The problem |
Copy the lines verbatim, beginning with the line that contains "Definition first: for each instance of the belt" and continuing through the end of the data, and only those lines.

Available data |
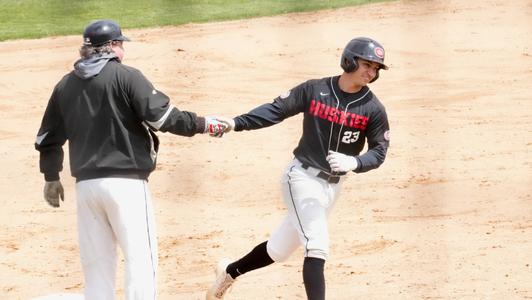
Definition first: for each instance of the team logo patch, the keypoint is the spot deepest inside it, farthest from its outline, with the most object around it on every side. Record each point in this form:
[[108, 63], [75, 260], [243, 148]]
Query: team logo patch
[[387, 135], [379, 52], [285, 95]]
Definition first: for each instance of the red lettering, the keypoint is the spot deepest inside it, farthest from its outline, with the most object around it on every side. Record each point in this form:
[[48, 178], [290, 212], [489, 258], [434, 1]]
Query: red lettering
[[324, 111], [313, 109], [333, 116]]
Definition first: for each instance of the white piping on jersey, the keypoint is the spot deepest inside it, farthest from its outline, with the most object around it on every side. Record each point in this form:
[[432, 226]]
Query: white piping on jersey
[[345, 111], [153, 153], [157, 124], [40, 138]]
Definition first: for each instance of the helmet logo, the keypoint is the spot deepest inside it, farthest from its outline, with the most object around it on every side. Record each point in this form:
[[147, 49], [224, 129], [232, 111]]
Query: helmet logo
[[379, 52]]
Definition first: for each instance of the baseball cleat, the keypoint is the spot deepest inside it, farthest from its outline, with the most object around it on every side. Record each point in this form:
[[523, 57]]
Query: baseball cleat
[[223, 281]]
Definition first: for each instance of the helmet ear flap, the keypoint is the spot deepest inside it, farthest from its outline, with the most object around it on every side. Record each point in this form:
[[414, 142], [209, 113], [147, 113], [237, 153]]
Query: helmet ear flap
[[376, 77]]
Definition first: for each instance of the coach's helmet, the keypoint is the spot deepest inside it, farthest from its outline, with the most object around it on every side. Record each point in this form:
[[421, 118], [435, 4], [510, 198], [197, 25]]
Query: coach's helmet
[[364, 48], [102, 31]]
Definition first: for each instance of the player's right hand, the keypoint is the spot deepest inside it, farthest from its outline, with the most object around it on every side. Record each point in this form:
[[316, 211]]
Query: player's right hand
[[53, 190]]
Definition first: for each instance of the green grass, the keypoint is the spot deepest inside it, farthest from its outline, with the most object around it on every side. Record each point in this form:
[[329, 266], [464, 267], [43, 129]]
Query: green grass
[[41, 18]]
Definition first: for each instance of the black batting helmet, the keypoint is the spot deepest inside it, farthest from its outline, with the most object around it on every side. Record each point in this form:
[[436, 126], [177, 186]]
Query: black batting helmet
[[364, 48], [102, 31]]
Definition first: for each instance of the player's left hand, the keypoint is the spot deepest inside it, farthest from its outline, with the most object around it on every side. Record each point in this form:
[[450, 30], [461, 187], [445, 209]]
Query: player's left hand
[[340, 162], [53, 190], [214, 127]]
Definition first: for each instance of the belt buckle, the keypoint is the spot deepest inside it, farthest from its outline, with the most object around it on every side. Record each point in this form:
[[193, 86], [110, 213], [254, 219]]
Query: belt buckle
[[333, 179]]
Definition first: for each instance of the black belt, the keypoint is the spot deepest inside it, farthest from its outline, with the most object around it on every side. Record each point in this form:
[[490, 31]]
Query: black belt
[[328, 177]]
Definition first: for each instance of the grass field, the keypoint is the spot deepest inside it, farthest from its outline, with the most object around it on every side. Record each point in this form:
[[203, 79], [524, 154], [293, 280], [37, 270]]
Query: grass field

Exercise output |
Definition first: for each instance of the belt buckle, the keypoint is the spot deepest inside it, farthest from its outline, with the most object around it on every side. Record each point in this form:
[[193, 86], [110, 213], [254, 219]]
Query: belt buckle
[[333, 179]]
Definition first: for each instance of the black belt, the keypoint is the spot deepest inside it, farthest from its outline, with the most object around it on every side. Record each point in this form:
[[490, 31]]
Query: black belt
[[328, 177]]
Definition first: for each instance of the grass field, the keypoint is the spot deepest inside it, farthest from its outline, with the most object around it on every side. Record each point in this form:
[[203, 79], [524, 154], [293, 280], [37, 270]]
Query: grass field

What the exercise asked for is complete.